▶ [REQUEST] Starting at the line that contains "Shelf compliance check — does the tile floor" and ending with the last line of the records, render those lines as a JSON list of strings, one string per line, leaving out any blank lines.
==== RECORDS PROVIDED
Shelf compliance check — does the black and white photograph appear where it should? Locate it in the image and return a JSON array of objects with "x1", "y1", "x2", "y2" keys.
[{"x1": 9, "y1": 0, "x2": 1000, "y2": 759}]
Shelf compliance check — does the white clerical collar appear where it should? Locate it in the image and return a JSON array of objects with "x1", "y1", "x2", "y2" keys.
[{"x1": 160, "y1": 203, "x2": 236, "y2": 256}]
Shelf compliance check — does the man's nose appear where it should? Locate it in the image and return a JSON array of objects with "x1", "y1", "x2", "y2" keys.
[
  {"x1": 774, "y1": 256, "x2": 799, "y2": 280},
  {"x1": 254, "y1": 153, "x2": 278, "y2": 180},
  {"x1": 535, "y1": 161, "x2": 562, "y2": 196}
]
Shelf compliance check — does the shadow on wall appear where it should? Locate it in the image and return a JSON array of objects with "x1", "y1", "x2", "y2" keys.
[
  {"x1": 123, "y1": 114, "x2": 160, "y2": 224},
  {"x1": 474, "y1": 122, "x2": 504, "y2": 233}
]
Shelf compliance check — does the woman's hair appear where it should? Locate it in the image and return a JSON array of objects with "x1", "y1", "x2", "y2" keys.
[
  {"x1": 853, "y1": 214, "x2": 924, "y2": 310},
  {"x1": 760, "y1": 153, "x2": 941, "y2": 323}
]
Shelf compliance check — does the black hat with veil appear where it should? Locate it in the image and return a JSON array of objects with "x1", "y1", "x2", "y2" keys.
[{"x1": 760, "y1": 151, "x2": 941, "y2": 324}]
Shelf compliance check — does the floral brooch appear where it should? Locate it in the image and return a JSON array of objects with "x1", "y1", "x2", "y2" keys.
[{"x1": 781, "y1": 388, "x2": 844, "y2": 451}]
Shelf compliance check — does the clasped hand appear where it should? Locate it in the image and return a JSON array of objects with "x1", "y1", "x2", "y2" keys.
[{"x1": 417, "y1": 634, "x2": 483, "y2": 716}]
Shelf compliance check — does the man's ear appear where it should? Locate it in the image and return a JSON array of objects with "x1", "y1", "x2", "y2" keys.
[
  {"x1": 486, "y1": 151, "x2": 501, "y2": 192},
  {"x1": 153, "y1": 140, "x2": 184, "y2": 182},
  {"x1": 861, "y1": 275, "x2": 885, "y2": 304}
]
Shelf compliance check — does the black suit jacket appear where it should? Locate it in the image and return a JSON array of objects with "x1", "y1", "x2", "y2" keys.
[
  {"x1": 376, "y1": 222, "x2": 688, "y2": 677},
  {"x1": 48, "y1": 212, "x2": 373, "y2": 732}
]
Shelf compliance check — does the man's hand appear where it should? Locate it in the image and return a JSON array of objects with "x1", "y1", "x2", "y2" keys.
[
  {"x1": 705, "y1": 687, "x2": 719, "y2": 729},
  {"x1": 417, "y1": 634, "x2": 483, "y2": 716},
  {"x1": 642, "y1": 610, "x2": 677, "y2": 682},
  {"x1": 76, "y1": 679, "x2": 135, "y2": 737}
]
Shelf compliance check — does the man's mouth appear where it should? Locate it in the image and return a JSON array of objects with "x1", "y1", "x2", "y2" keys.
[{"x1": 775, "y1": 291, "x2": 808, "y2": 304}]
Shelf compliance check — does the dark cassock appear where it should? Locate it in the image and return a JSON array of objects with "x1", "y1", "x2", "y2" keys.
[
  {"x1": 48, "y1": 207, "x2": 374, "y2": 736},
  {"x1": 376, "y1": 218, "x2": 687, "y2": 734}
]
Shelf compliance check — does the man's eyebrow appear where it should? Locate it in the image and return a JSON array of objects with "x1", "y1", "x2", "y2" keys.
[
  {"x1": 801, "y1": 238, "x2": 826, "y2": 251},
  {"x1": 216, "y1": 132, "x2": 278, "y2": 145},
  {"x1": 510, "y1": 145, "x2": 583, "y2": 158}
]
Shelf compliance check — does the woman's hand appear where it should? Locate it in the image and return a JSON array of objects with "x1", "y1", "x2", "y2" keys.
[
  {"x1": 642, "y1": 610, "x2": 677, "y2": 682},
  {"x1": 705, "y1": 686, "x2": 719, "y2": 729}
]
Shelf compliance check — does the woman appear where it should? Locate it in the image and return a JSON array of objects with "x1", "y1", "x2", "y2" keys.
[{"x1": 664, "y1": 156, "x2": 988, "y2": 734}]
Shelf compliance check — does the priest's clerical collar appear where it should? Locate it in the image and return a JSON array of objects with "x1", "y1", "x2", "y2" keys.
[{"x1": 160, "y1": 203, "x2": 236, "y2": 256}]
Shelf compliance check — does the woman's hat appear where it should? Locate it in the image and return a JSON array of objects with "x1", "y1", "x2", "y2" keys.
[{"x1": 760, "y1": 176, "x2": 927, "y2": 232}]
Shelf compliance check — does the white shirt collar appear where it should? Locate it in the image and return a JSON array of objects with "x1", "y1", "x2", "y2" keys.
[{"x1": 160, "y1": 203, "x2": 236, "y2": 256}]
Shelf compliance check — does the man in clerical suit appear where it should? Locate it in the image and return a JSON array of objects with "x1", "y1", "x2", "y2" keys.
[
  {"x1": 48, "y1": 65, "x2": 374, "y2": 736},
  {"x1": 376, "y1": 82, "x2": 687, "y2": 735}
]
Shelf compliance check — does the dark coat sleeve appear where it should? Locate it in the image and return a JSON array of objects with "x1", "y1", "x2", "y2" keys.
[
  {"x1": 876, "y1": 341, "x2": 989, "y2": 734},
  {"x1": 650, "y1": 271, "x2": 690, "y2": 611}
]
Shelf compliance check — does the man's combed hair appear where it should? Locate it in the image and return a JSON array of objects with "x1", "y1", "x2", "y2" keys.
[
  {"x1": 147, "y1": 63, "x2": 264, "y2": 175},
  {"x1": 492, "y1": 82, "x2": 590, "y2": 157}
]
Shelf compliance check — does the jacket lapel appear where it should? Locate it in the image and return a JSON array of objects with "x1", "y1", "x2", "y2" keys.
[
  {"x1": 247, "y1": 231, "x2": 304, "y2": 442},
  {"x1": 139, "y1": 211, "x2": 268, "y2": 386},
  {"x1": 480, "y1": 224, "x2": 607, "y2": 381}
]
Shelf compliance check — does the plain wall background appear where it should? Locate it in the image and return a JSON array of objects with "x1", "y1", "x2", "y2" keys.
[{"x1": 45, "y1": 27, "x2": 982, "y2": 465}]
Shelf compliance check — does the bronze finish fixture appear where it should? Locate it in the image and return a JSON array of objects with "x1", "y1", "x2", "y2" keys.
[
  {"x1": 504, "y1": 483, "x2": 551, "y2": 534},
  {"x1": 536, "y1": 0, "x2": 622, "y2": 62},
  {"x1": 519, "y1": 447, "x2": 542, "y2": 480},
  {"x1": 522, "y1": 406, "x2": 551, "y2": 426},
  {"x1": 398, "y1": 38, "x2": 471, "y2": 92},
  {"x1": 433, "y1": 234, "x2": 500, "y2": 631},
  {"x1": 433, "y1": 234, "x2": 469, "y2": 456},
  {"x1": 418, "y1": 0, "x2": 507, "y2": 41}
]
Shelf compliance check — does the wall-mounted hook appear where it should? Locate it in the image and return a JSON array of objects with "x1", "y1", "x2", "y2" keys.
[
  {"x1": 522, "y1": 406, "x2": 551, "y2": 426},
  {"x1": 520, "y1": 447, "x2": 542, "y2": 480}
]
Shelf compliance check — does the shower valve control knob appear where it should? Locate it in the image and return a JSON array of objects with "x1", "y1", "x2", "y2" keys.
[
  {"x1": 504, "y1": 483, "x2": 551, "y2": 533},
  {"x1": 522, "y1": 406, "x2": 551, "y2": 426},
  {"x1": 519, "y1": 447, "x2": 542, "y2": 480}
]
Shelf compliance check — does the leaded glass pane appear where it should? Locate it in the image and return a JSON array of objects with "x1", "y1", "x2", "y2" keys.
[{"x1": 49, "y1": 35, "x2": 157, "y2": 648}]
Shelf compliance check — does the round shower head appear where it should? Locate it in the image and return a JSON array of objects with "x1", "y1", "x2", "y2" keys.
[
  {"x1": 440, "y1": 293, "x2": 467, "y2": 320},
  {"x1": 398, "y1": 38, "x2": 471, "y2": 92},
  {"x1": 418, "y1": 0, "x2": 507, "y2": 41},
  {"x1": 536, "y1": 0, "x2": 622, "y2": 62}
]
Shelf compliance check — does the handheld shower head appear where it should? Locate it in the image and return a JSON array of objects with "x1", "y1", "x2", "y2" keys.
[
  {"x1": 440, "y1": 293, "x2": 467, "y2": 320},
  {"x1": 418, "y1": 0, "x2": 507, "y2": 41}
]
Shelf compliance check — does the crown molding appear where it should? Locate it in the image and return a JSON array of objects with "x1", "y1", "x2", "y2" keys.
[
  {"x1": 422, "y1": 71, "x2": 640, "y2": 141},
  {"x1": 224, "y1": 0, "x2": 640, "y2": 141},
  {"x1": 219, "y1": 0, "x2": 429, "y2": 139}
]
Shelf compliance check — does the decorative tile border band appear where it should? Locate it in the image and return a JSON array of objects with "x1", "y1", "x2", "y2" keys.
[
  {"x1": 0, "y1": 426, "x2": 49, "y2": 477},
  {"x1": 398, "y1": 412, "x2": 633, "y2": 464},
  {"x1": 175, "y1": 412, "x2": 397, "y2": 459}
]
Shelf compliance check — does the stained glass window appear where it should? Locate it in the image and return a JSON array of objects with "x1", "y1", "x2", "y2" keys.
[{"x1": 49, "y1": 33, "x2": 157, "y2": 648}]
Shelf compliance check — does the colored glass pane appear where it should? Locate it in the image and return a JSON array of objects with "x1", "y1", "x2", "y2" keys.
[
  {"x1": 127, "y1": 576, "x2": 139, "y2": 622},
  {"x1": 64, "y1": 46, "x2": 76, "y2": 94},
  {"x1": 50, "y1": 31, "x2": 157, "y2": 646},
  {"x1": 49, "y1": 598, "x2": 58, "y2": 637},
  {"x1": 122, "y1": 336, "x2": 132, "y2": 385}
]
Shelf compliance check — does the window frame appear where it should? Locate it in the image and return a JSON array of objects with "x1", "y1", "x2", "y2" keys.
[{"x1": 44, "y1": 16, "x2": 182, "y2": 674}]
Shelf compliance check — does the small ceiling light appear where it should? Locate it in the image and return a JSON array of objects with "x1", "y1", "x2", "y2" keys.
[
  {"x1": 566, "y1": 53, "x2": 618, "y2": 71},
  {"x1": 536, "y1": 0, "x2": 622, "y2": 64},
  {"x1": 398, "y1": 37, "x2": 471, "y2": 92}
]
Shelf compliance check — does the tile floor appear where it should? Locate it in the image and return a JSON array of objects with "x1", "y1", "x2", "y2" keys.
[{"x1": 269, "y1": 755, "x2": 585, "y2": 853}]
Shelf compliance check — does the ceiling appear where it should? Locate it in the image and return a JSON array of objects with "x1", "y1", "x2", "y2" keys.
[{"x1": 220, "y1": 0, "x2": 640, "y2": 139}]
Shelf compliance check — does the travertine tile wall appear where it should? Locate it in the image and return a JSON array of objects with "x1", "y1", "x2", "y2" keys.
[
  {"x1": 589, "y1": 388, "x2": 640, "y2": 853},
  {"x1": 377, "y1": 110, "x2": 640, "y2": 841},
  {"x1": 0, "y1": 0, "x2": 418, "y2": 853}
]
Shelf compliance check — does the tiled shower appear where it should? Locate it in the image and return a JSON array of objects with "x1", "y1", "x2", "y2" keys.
========
▶ [OUTPUT FOR THIS TASK]
[
  "Shelf compliance check — does the tile floor appear where it should? Locate it in the image and return a JSON array of objects with \"x1\", \"y1\", \"x2\", \"y2\" keys.",
  "[{\"x1\": 269, \"y1\": 755, \"x2\": 585, \"y2\": 853}]",
  "Shelf compliance check — does the ceiling appear where it should? Locate it in the image and return a JSON array of objects with \"x1\", \"y1\", \"x2\", \"y2\" keys.",
  "[{\"x1\": 220, \"y1\": 0, \"x2\": 640, \"y2\": 139}]",
  "Shelf compliance check — does the travertine tile wall appear where it should? Locate it in the image and return a JSON array of objects with \"x1\", \"y1\", \"x2\", \"y2\" keys.",
  "[",
  "  {\"x1\": 589, \"y1\": 388, \"x2\": 640, \"y2\": 853},",
  "  {\"x1\": 377, \"y1\": 110, \"x2\": 640, \"y2\": 841},",
  "  {\"x1\": 0, \"y1\": 0, \"x2\": 418, \"y2\": 853}",
  "]",
  "Shelf compliance check — does the tiled shower appear where it should? Locate it in the image and return a JSON array of objects with \"x1\", \"y1\", \"x2\", \"y2\" keys."
]